Give back exactly the lines from the one containing "obj: white chair | bbox --json" through the end of the records, including both, and no others.

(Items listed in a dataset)
* BEGIN *

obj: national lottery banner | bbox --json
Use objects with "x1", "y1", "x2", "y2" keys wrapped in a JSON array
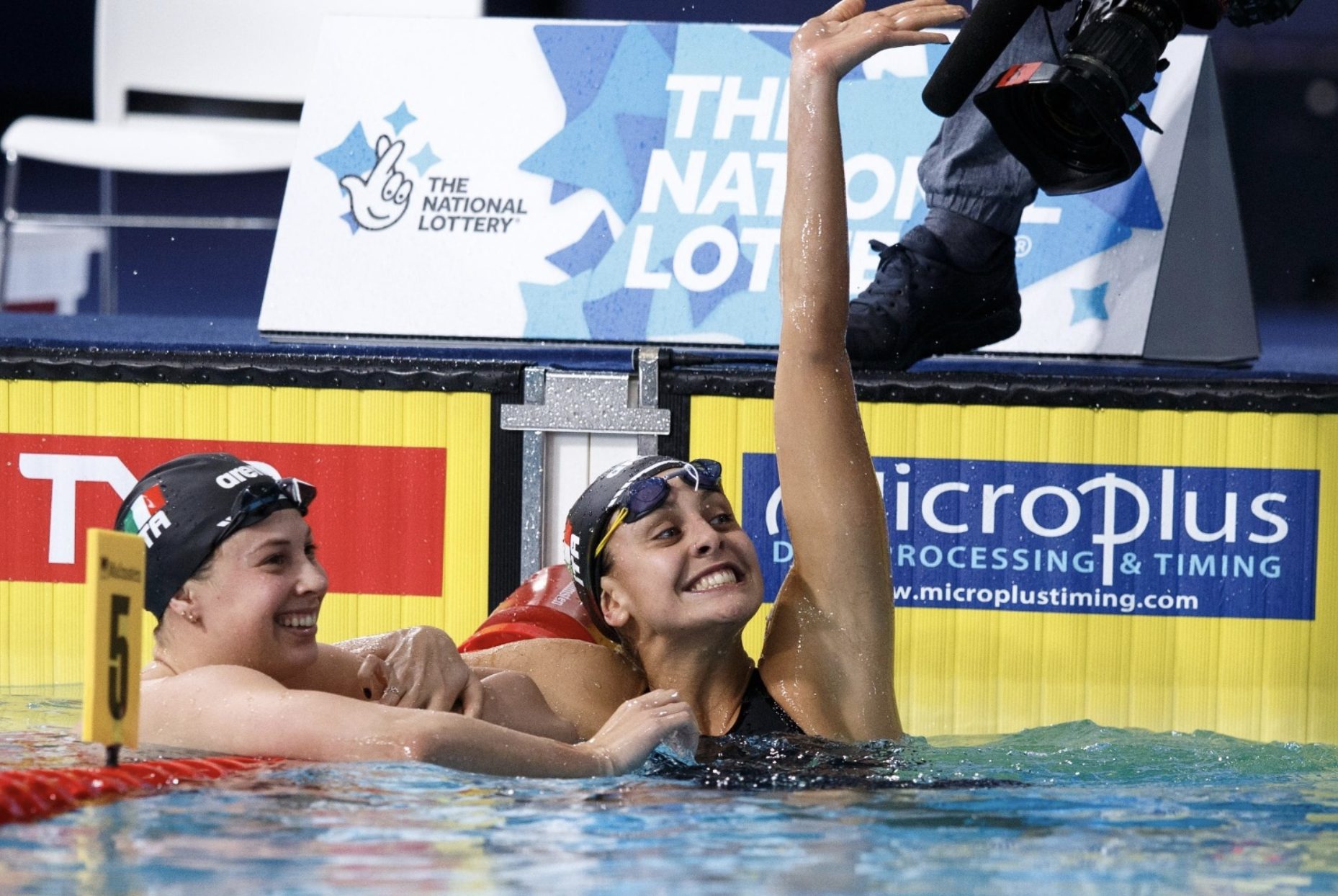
[{"x1": 259, "y1": 17, "x2": 1205, "y2": 354}]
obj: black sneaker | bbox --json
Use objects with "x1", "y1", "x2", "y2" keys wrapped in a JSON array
[{"x1": 845, "y1": 228, "x2": 1023, "y2": 370}]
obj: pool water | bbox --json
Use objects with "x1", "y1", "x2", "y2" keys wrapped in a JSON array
[{"x1": 0, "y1": 689, "x2": 1338, "y2": 896}]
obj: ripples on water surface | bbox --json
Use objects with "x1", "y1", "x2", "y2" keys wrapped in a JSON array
[{"x1": 0, "y1": 690, "x2": 1338, "y2": 896}]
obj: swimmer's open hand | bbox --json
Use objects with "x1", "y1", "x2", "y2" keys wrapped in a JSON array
[
  {"x1": 575, "y1": 690, "x2": 699, "y2": 774},
  {"x1": 789, "y1": 0, "x2": 966, "y2": 80},
  {"x1": 359, "y1": 626, "x2": 483, "y2": 718}
]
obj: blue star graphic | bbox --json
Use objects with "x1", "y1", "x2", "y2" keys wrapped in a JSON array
[
  {"x1": 315, "y1": 122, "x2": 376, "y2": 187},
  {"x1": 385, "y1": 100, "x2": 418, "y2": 135},
  {"x1": 549, "y1": 214, "x2": 613, "y2": 277},
  {"x1": 1069, "y1": 284, "x2": 1110, "y2": 326},
  {"x1": 410, "y1": 143, "x2": 441, "y2": 176}
]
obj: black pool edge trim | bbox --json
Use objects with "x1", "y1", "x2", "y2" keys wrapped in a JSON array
[
  {"x1": 0, "y1": 349, "x2": 524, "y2": 393},
  {"x1": 0, "y1": 348, "x2": 1338, "y2": 414},
  {"x1": 660, "y1": 368, "x2": 1338, "y2": 417}
]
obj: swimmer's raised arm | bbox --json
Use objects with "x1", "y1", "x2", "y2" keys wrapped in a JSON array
[
  {"x1": 761, "y1": 0, "x2": 965, "y2": 740},
  {"x1": 140, "y1": 666, "x2": 697, "y2": 777}
]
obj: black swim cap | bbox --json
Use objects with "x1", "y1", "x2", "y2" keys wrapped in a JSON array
[
  {"x1": 115, "y1": 453, "x2": 315, "y2": 621},
  {"x1": 562, "y1": 454, "x2": 688, "y2": 643}
]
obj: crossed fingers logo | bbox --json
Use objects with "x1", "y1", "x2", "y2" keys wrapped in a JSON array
[{"x1": 340, "y1": 134, "x2": 413, "y2": 230}]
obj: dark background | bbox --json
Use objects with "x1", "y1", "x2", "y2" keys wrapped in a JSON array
[{"x1": 0, "y1": 0, "x2": 1338, "y2": 315}]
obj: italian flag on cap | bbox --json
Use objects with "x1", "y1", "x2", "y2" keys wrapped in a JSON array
[{"x1": 120, "y1": 485, "x2": 167, "y2": 532}]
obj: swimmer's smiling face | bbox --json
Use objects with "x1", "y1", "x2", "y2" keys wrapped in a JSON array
[
  {"x1": 601, "y1": 479, "x2": 763, "y2": 646},
  {"x1": 184, "y1": 509, "x2": 328, "y2": 679}
]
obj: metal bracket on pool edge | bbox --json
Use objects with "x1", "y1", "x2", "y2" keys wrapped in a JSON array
[{"x1": 500, "y1": 349, "x2": 670, "y2": 578}]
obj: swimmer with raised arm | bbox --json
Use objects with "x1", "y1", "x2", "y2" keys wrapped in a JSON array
[
  {"x1": 117, "y1": 453, "x2": 696, "y2": 777},
  {"x1": 468, "y1": 0, "x2": 965, "y2": 741}
]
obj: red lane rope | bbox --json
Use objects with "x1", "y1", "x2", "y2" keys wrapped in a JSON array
[{"x1": 0, "y1": 756, "x2": 284, "y2": 824}]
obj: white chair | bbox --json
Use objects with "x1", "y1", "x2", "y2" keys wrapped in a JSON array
[{"x1": 0, "y1": 0, "x2": 483, "y2": 313}]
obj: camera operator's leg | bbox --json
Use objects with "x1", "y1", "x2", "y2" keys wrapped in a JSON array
[{"x1": 845, "y1": 4, "x2": 1073, "y2": 369}]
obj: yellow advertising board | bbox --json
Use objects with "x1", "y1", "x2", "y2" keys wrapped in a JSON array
[
  {"x1": 689, "y1": 396, "x2": 1338, "y2": 743},
  {"x1": 0, "y1": 380, "x2": 491, "y2": 686},
  {"x1": 80, "y1": 528, "x2": 145, "y2": 749}
]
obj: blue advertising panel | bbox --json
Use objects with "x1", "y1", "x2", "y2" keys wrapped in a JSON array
[{"x1": 742, "y1": 453, "x2": 1319, "y2": 619}]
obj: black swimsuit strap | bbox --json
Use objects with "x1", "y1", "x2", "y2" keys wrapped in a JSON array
[{"x1": 725, "y1": 668, "x2": 804, "y2": 735}]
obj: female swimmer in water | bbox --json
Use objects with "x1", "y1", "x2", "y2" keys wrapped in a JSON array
[
  {"x1": 468, "y1": 0, "x2": 965, "y2": 741},
  {"x1": 117, "y1": 453, "x2": 696, "y2": 777}
]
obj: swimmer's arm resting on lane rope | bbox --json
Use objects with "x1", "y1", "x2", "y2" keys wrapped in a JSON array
[
  {"x1": 140, "y1": 666, "x2": 696, "y2": 777},
  {"x1": 285, "y1": 626, "x2": 575, "y2": 743}
]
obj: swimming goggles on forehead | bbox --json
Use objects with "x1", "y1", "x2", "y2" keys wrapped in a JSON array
[
  {"x1": 214, "y1": 476, "x2": 315, "y2": 545},
  {"x1": 594, "y1": 459, "x2": 721, "y2": 556}
]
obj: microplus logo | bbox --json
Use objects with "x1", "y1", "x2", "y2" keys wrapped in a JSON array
[{"x1": 742, "y1": 454, "x2": 1319, "y2": 619}]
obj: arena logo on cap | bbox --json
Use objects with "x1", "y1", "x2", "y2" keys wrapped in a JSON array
[
  {"x1": 742, "y1": 454, "x2": 1319, "y2": 619},
  {"x1": 315, "y1": 102, "x2": 529, "y2": 234}
]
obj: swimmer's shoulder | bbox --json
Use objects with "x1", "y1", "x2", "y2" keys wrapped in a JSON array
[
  {"x1": 460, "y1": 638, "x2": 646, "y2": 696},
  {"x1": 139, "y1": 663, "x2": 287, "y2": 701},
  {"x1": 462, "y1": 638, "x2": 646, "y2": 738}
]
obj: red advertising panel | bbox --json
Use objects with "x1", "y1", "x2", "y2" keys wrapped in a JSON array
[{"x1": 0, "y1": 434, "x2": 446, "y2": 595}]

* END *

[Written answer]
obj: white chair | bbox --json
Use objects with "x1", "y1", "x2", "y2" keys wrapped in a JSON array
[{"x1": 0, "y1": 0, "x2": 483, "y2": 313}]
obj: camera operator's leg | bbox --json
Use objects with "x1", "y1", "x2", "y2" keys wrapped in a JSON array
[{"x1": 845, "y1": 4, "x2": 1073, "y2": 369}]
obj: yellow advertising board | bbox --json
Use objects with "x1", "y1", "x2", "y2" keys wrapped in a JSON array
[
  {"x1": 689, "y1": 396, "x2": 1338, "y2": 743},
  {"x1": 0, "y1": 380, "x2": 491, "y2": 686},
  {"x1": 80, "y1": 528, "x2": 145, "y2": 749}
]
obj: blue advertising panel | bbox --json
Use objects with "x1", "y1", "x2", "y2" keys wrapped in a JSON array
[{"x1": 742, "y1": 453, "x2": 1319, "y2": 619}]
obj: black swimsuit strap | bbox --json
Use objects with "x1", "y1", "x2", "y2" keys wrapped in a JSON array
[{"x1": 725, "y1": 668, "x2": 804, "y2": 735}]
obj: female swimmer in water | bbox --json
Use objects with "x1", "y1", "x2", "y2" keys wrapped in a JSON array
[
  {"x1": 468, "y1": 0, "x2": 965, "y2": 741},
  {"x1": 117, "y1": 453, "x2": 696, "y2": 777}
]
obj: swimmer's arm resting on lane rope | bbox --json
Use objects with "x1", "y1", "x2", "y2" keys wrapped in a JSON array
[
  {"x1": 140, "y1": 666, "x2": 696, "y2": 777},
  {"x1": 285, "y1": 626, "x2": 575, "y2": 743}
]
obj: swimming goggles on forehead | bbox --json
Use objects with "x1", "y1", "x2", "y2" keys wrapped in a JSON array
[
  {"x1": 214, "y1": 476, "x2": 315, "y2": 545},
  {"x1": 594, "y1": 459, "x2": 721, "y2": 556}
]
obj: microplus logo | bbox --json
Use objects with "x1", "y1", "x2", "y2" keys wrapped in a JSON array
[{"x1": 742, "y1": 454, "x2": 1319, "y2": 619}]
obj: arena logo on cap | bbox --json
Use objects with "x1", "y1", "x2", "y2" keys wrapped in a JSON array
[
  {"x1": 742, "y1": 454, "x2": 1319, "y2": 619},
  {"x1": 315, "y1": 102, "x2": 529, "y2": 234}
]
obj: swimmer's shoulder | bbox --json
Use objects with "x1", "y1", "x2", "y2" keys wrapped in a JSON array
[
  {"x1": 460, "y1": 638, "x2": 646, "y2": 696},
  {"x1": 139, "y1": 663, "x2": 287, "y2": 701},
  {"x1": 462, "y1": 638, "x2": 646, "y2": 738}
]
obj: red advertising panel | bbox --json
Use objects with "x1", "y1", "x2", "y2" keys wrapped in a JSON array
[{"x1": 0, "y1": 434, "x2": 446, "y2": 595}]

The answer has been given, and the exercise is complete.